### [Data extract]
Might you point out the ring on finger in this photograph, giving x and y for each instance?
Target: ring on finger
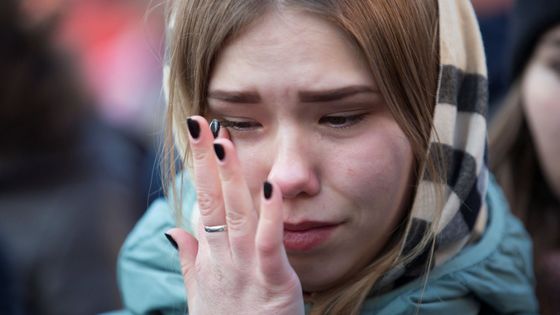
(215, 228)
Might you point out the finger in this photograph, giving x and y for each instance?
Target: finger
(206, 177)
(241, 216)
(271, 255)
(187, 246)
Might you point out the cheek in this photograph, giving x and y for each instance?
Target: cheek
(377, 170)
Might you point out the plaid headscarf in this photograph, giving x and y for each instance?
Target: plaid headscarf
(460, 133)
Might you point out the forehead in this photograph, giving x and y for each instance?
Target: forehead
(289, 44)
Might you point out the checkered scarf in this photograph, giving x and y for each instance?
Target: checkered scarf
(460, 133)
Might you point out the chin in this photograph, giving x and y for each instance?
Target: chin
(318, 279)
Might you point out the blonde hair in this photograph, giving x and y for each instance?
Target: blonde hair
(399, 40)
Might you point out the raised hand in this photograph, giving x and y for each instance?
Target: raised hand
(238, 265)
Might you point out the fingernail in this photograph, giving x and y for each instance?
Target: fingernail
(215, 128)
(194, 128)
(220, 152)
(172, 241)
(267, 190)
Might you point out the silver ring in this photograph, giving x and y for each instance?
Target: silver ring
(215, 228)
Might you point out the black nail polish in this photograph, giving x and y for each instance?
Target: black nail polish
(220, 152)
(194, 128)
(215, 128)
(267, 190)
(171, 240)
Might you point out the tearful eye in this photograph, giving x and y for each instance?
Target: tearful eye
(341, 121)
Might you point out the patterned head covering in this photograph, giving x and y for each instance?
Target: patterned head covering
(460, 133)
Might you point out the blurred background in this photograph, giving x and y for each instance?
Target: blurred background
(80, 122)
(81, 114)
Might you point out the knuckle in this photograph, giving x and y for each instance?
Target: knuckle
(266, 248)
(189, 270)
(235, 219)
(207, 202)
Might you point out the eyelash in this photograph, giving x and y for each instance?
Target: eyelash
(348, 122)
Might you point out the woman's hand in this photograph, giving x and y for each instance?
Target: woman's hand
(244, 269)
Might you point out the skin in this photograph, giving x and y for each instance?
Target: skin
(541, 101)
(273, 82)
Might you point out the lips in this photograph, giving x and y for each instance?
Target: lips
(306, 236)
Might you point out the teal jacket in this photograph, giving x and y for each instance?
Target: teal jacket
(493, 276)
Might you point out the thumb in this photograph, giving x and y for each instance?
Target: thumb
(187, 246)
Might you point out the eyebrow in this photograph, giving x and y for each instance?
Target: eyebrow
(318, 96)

...

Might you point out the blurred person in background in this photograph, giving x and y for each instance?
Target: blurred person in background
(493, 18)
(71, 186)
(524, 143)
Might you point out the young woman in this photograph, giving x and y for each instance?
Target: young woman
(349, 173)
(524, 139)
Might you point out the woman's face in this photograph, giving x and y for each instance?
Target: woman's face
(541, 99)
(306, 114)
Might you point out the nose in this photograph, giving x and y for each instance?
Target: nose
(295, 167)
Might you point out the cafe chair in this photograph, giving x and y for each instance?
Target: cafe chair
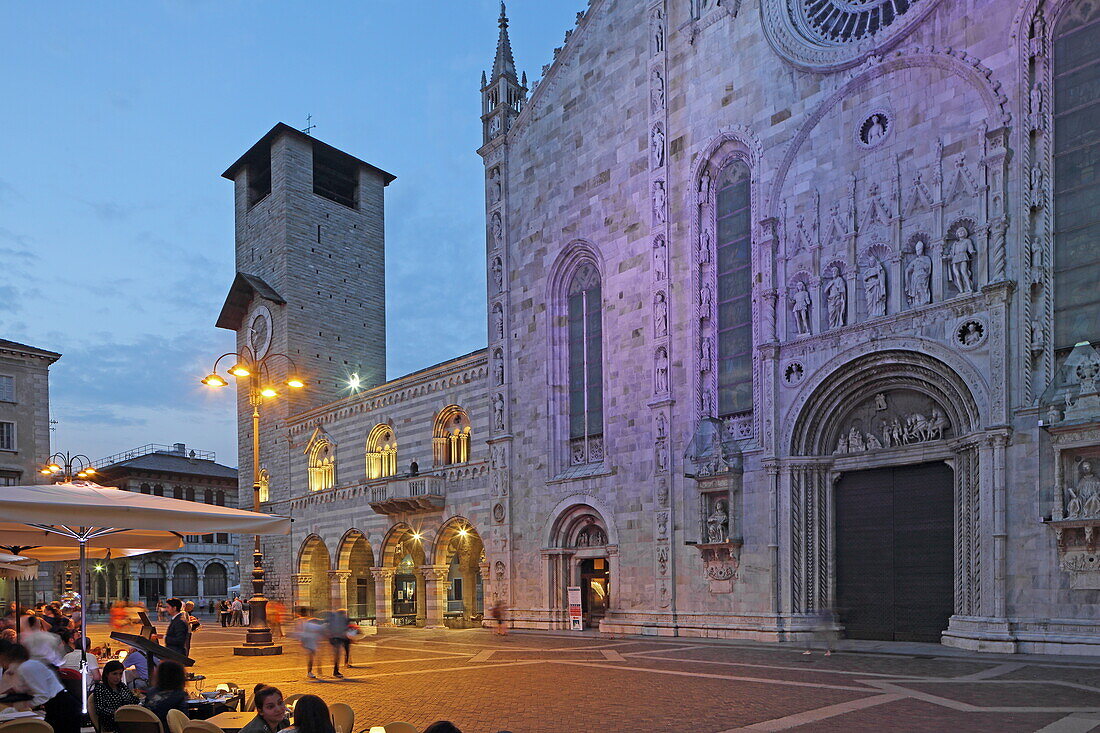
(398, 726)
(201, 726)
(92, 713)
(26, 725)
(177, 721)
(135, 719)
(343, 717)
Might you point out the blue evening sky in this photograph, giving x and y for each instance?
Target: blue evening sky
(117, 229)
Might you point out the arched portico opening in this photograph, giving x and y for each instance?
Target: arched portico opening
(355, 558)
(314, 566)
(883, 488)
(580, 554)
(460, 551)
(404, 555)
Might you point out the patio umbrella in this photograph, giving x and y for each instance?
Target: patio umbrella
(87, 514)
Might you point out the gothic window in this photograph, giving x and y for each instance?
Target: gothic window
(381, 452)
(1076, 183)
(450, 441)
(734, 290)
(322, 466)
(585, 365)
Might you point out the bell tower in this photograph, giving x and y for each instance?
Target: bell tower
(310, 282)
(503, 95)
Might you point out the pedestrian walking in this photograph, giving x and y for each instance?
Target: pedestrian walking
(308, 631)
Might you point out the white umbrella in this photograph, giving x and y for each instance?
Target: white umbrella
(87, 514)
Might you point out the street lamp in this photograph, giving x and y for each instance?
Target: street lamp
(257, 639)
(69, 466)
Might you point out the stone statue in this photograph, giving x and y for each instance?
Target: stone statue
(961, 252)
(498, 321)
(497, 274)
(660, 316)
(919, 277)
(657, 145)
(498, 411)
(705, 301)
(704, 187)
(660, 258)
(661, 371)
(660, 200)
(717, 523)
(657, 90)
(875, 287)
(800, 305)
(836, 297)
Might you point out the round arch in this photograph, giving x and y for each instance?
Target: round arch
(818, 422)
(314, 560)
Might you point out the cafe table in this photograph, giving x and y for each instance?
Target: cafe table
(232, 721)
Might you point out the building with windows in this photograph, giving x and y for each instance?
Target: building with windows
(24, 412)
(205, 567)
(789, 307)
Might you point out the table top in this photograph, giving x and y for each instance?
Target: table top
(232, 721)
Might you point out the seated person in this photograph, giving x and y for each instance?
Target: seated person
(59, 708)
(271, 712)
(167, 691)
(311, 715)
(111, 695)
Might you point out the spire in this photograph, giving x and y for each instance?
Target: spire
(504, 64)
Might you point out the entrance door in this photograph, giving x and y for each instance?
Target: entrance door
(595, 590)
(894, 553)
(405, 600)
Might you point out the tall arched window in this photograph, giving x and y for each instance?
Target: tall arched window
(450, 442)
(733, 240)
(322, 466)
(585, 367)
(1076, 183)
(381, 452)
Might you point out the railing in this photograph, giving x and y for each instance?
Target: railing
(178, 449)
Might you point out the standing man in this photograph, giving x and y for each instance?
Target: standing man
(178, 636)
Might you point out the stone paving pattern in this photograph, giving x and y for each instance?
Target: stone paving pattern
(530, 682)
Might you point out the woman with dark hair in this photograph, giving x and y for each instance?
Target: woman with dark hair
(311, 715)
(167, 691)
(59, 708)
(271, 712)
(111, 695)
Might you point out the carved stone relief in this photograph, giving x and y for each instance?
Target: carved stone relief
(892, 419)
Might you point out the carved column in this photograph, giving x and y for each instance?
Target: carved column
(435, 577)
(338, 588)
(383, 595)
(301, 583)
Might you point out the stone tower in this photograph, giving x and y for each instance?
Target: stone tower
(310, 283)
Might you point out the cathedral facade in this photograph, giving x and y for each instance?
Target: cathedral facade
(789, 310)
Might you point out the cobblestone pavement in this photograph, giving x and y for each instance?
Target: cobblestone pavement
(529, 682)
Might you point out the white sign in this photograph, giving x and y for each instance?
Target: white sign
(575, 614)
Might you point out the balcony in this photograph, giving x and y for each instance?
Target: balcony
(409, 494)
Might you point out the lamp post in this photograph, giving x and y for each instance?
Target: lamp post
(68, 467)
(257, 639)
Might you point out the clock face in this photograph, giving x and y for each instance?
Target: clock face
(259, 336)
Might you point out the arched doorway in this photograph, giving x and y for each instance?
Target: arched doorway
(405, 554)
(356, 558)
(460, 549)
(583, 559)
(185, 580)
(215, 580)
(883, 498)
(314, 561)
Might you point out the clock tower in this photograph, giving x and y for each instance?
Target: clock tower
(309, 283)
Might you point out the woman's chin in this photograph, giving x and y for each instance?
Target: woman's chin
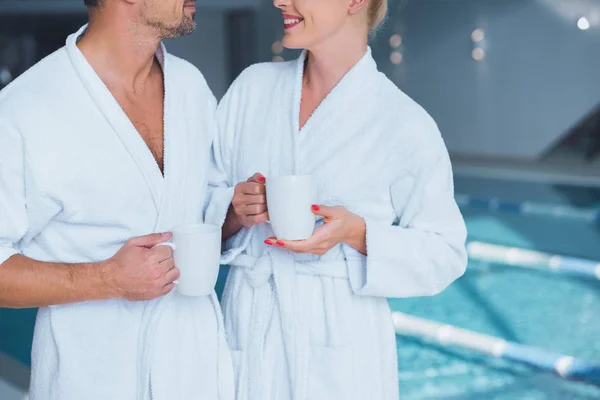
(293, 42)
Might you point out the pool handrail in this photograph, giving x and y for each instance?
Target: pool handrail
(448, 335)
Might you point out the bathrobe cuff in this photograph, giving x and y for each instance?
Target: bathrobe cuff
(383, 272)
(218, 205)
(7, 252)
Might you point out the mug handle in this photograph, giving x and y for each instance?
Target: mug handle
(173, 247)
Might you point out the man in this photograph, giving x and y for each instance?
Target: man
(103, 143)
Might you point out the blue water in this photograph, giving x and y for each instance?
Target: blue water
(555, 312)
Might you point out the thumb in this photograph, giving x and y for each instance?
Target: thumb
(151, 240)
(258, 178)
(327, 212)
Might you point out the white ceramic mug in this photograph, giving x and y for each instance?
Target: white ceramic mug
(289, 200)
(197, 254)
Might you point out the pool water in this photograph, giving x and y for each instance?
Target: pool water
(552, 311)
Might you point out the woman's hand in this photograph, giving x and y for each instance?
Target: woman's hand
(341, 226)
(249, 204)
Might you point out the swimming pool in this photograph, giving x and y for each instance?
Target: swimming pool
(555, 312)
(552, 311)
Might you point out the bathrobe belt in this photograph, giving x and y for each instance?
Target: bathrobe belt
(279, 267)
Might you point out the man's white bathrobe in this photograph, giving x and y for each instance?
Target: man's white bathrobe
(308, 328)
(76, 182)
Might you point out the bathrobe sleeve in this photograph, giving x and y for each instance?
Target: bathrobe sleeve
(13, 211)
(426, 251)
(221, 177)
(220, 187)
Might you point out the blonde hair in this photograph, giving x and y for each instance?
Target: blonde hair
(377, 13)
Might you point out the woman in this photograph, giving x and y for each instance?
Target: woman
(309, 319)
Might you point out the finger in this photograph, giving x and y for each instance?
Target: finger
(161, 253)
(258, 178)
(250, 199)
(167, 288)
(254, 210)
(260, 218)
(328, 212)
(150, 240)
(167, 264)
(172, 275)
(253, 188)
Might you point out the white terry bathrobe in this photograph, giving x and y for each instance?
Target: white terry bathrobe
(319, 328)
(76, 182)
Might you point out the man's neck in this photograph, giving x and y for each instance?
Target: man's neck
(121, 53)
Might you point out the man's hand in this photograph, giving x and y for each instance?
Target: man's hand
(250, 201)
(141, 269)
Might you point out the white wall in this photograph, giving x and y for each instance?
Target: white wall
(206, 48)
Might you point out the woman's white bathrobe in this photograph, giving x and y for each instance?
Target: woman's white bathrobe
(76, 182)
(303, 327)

--

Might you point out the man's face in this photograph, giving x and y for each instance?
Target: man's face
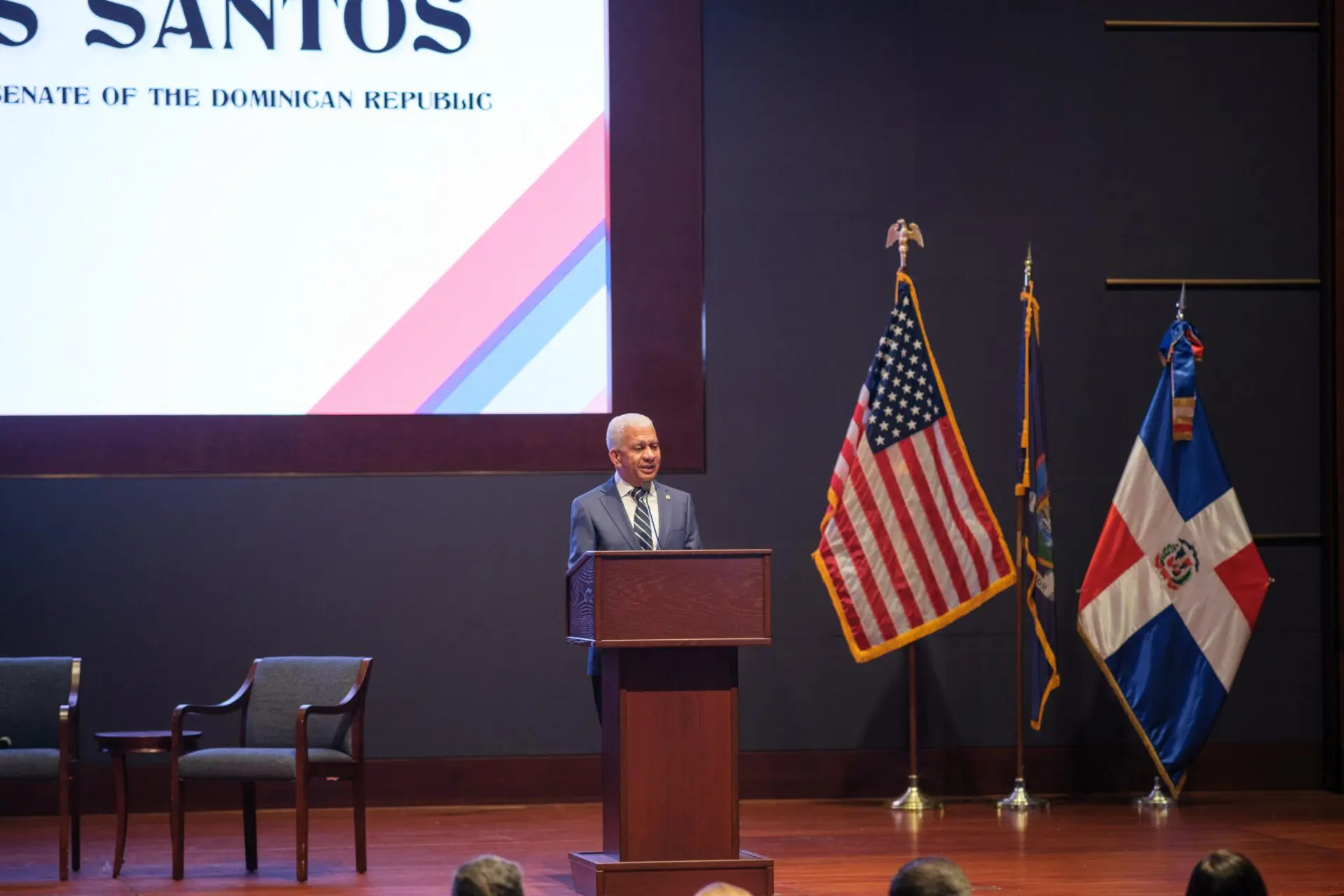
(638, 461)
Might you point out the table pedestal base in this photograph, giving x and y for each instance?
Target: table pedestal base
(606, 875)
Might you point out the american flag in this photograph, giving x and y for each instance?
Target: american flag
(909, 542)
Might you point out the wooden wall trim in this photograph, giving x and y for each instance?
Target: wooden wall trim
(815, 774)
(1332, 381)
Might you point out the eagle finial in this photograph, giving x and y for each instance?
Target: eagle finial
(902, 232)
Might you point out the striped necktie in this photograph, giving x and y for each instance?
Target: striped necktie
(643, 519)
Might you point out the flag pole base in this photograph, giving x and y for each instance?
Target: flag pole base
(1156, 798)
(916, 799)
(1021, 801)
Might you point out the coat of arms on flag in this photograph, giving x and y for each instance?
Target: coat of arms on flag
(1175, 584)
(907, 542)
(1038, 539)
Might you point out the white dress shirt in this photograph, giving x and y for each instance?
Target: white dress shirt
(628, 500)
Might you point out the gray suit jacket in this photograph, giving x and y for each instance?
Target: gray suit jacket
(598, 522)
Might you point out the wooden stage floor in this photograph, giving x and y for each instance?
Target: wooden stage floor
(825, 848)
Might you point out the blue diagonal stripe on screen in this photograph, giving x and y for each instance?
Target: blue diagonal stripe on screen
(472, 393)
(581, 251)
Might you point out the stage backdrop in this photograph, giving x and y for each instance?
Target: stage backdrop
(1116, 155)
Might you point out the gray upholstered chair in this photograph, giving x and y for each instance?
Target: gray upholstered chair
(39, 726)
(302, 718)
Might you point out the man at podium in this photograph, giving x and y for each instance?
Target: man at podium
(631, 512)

### [Work task]
Please give back exactly the lines of this listing beginning at the line with "Might you point out the mug" and ending with the line with "Might you point out the blue water", both included, and nothing else.

### [Written answer]
Might you point out the mug handle in this photograph, giving x and y for each instance?
Target: mug handle
(173, 247)
Might you point out the man in this photograph, giving x and y for each instance?
Target: man
(103, 143)
Might you point out the blue water in this photograph, giving x and y for each instance?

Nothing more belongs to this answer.